Texto proporcionado =>

De la filosofía y el escepticismo
![[Img #62436]](https://astorgaredaccion.com/upload/images/03_2023/8347_1-dsc_5359.jpg)
“La luz del entendimiento me hace ser muy comedido.”
(Federico García Lorca)
Hay preguntas y preguntas. No todas son iguales. Unas inquietan más que otras. Las hay que preocupan mucho. Muchísimo. Preocupan porque, sin duda, se trata de preguntas radicales. Esas que llegan abajo del todo, al fondo, a la raíz. Al final. Entre ellas, hay dos verdaderamente profundas. Quizá las más profundas: “¿Cómo son realmente las cosas?” “¿Cómo debemos vivir?” Estás, como no podía ser de otra manera, son preguntas filosóficas. En parte, por eso, para algunos, resultan raras, incluso peligrosas. Pero no. En realidad, estas preguntas, no hacen daño a nadie, solo son molestas. Pequeños aguijones que escuecen pero nada más. No llevan veneno. No matan. Tampoco, la verdad, son sencillas, fáciles de contestar, aunque, en un principio, lo parezcan. Sobre todo al hombre de la calle normal y corriente.

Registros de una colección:
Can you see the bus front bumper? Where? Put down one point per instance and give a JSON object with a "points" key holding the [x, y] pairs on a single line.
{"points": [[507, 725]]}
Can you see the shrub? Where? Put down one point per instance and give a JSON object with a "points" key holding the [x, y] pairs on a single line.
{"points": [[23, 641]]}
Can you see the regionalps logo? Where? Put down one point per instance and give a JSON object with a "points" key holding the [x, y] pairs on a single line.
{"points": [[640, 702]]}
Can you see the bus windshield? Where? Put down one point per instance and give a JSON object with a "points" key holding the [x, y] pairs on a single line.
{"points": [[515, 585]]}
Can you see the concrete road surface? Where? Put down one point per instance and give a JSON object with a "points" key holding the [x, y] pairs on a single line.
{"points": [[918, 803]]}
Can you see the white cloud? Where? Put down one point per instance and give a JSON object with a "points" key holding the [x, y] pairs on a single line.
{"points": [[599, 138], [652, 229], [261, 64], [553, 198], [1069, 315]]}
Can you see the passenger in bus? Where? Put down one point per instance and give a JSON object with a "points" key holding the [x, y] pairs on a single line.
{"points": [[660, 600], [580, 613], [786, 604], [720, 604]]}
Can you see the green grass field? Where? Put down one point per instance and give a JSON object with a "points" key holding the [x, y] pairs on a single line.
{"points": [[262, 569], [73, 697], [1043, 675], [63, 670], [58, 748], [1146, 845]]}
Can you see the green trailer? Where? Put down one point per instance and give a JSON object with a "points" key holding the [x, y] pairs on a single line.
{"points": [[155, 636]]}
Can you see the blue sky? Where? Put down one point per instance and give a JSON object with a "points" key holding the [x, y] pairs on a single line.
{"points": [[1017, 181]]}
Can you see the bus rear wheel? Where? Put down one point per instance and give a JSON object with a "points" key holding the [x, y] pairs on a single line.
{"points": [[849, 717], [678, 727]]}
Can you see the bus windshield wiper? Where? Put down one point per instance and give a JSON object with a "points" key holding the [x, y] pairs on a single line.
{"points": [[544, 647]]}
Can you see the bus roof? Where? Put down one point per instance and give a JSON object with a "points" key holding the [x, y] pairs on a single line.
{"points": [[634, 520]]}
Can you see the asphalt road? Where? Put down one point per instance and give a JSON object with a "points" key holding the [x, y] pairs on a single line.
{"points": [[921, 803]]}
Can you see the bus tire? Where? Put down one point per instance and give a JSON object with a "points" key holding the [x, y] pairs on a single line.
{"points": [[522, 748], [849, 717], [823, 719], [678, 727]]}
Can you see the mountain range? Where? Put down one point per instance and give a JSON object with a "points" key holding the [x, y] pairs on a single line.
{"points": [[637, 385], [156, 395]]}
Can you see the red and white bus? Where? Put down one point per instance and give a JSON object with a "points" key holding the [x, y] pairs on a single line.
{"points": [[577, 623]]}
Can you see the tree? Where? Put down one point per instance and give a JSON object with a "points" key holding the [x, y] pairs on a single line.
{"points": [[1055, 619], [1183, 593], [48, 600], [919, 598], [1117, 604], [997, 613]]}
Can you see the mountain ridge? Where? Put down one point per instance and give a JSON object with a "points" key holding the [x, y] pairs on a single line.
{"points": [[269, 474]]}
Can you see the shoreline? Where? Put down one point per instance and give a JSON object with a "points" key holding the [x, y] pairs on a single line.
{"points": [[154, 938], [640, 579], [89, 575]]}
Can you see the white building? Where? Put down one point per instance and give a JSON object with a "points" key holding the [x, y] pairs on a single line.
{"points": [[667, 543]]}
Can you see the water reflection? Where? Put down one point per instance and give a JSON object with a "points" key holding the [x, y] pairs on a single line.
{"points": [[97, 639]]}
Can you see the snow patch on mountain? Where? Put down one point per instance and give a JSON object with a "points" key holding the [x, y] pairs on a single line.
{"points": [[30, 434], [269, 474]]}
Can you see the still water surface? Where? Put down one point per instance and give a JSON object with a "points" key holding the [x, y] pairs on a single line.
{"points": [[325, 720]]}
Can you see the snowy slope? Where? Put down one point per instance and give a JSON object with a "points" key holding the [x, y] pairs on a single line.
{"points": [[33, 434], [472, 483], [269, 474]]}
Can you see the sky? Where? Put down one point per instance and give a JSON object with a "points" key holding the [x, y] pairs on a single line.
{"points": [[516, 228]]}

Lista de tareas =>
1. Según el texto sobre la filosofía y el escepticismo, ¿cuáles son las dos preguntas que quizá sean las más profundas?
2. Sigue escribiendo el texto sobre la filosofía y el escepticismo a partir de su última oración.

Respuestas =>
1. "¿Cómo son realmente las cosas?" y "¿Cómo debemos vivir?"

2.
En fin, son las preguntas de siempre. Las viejas preguntas. Las que ya se plantearon los primeros filósofos, esos griegos locos, y ociosos, aburridos, a los que, para matar el tiempo, para distraerse, les dio por pensar cosas extrañas. Desde entonces, según la tradición, los hombres, los filósofos principalmente, no han parado, cada uno a su manera, con su estilo, de darles vueltas en sus cabezas a estas preguntas. Pues, al fin y al cabo, son preguntas humanas, muy humanas, y en muchos sentidos también son, por consiguiente, ineludibles, nada fácil de dejar de lado, de hacer como si no existieran. De no encararlas. Pues, en ellas, se pone en juego el ser y el existir del hombre. De hecho, si, armados de valor y liberados de la pereza, rastreáramos, como si de dos ríos se tratara, aguas arriba, su origen, veríamos que es este ser y existir humano el manantial de donde ambas brotan. De este modo, el agua que alimenta a una y a otra es la misma. El agua de la vida. Del ser.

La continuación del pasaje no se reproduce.